— DOCUMENT PASSAGE —

--- Begin ---

Showing the smokebox door removed. I will probably change out the micro-screws that hold it in place with standard 2mm bolts or screws. Also a comparison of the grate size with the K28. Looks to be about 2/3 the size.


----------



## ddrum31 (Aug 30, 2017)

That is sweet! Nice looking locomotive! Like Christmas morning for you I bet.


----------



## RP3 (Jan 5, 2008)

Joel, in your picture of the underside of the fireman's side of the cab, there is one lever blowdown, and one screw open type. I expect one of those was for the lubricator, but can you identify them for me and which is which? Thanks.

Ross Schlabach


----------



## Joel779 (Jan 2, 2008)

As delivered, the lever valve is the lubricator drain and the traditional screw down valve is the blow down. I haven't decided how or if I will change this. I like the lever valves, but could make a tool for use with the blow down valve.

Right now, I'm just glad the C25 has a blowdown on the sight glass. My K28 doesn't have one.


----------



## bigsteam (Mar 6, 2008)

Joel:

Looking at your photos I see a large number of items that are almost exactly like my coal fired K-27. The blower blast pipe plumbing in the smokebox, the apparent shape and size of the firebox door and the construction of the grates and ashpan combination.

Do you know who designed the boiler, etc.

John


----------



## Joel779 (Jan 2, 2008)

John, I'm pretty sure Torry had a significant hand in the design of the boiler and pipework. Some of the C25 sheetmetal layout was taken from Rob Lenecheck's scratch built engine that was completed before this project began. I'm not sure how much but I do know Rob was consulted on this project in it's early phase.

Joel


----------



## Jim Overland (Jan 3, 2008)

Be careful with the bypass valve on the K28 it was hard to close and the threads were easy to strip


----------



## RP3 (Jan 5, 2008)

Wasn't Rob's C-25 built from brass etchings and other parts he got from David Bailey. IIRC David came to Diamondhead one year with a batch of parts for Rob and they spent hours discussing its construction. I saw Rob's model under construction, and it is a work of art. For those interested, there are even YouTube videos of him testing it.

Ross Schlabach


----------



## CassRRfan (Feb 8, 2017)

I got mine 2 weeks ago. Serial #10. I have fired it only once but it seemed to steam very easy. Ran it on rollers for about an hour.. This is my first coal fired engine..


----------



## seadawg (Jan 2, 2008)

So guys, where are we sourcing coal from these days? Did Jason get another shipment of coal?

I'm hoping these C25 beauties will run as well as my K28!. The large grate makes it a very forgiving coal burner. I've found on mine that once the transition from charcoal to coal is complete and the first all coal bed is burning well, it settles down and can then be run for hours!


----------



## seadawg (Jan 2, 2008)

CassRRfan said:


> I got mine 2 weeks ago. Serial #10. I have fired it only once but it seemed to steam very easy. Ran it on rollers for about an hour.. This is my first coal fired engine..

--- End ---

— DATA —

--- Begin ---

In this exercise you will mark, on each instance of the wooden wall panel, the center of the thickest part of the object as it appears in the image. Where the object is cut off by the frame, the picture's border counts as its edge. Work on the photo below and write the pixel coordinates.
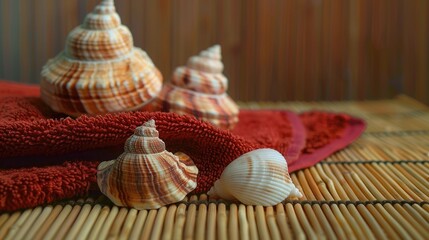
(273, 50)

--- End ---

— SHORT TASK —
Give each username that heads a post in the forum thread about the C25 locomotive. List each name only once.

— SOLUTION FOR THIS PROBLEM —
ddrum31
RP3
Joel779
bigsteam
Jim Overland
CassRRfan
seadawg